:: Supplied material
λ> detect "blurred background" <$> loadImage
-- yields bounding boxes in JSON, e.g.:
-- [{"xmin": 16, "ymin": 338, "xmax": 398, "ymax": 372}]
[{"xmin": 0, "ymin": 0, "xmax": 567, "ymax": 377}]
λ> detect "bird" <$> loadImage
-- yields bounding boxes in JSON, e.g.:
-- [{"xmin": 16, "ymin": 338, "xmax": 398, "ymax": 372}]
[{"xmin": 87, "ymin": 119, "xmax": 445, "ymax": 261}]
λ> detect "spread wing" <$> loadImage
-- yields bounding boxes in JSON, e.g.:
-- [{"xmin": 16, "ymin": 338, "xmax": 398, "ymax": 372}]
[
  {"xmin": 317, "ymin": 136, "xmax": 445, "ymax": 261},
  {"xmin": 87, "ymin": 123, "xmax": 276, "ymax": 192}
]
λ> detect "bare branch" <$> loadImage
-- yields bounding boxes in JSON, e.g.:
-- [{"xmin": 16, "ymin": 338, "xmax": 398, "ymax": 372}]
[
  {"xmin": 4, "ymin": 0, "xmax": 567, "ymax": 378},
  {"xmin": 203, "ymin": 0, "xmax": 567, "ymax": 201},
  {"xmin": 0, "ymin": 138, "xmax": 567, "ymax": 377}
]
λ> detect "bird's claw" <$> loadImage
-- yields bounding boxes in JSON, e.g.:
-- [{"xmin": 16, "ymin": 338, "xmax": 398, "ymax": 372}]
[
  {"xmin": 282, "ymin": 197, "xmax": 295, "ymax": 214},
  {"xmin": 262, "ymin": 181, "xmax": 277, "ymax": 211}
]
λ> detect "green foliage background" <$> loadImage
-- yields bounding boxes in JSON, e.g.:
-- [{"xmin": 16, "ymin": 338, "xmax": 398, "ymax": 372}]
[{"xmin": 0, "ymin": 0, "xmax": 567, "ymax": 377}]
::::
:: Supplied material
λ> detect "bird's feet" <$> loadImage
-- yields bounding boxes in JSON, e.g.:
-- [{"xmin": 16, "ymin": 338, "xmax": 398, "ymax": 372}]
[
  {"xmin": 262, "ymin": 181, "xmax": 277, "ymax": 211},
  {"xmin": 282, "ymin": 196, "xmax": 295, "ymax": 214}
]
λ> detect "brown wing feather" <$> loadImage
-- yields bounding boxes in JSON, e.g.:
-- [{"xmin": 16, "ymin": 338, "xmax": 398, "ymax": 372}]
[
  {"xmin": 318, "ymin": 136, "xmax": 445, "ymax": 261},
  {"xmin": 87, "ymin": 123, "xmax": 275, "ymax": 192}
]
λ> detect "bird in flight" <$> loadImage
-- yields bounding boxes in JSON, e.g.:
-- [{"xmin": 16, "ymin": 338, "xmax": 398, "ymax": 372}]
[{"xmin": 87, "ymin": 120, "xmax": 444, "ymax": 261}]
::::
**What to work on:**
From the data above, pull out every line that contains the string "detect", and treat uppercase and lowercase as different.

**Task answer:**
λ> detect "blurred background" <$> loadImage
λ> detect "bird" <$> loadImage
λ> detect "spread wing" <$> loadImage
λ> detect "bare branch" <$> loadImage
λ> detect "bird's claw" <$> loadImage
λ> detect "green foliage background" <$> loadImage
λ> detect "bird's feet" <$> loadImage
λ> detect "brown wing feather" <$> loadImage
λ> detect "bird in flight" <$> loadImage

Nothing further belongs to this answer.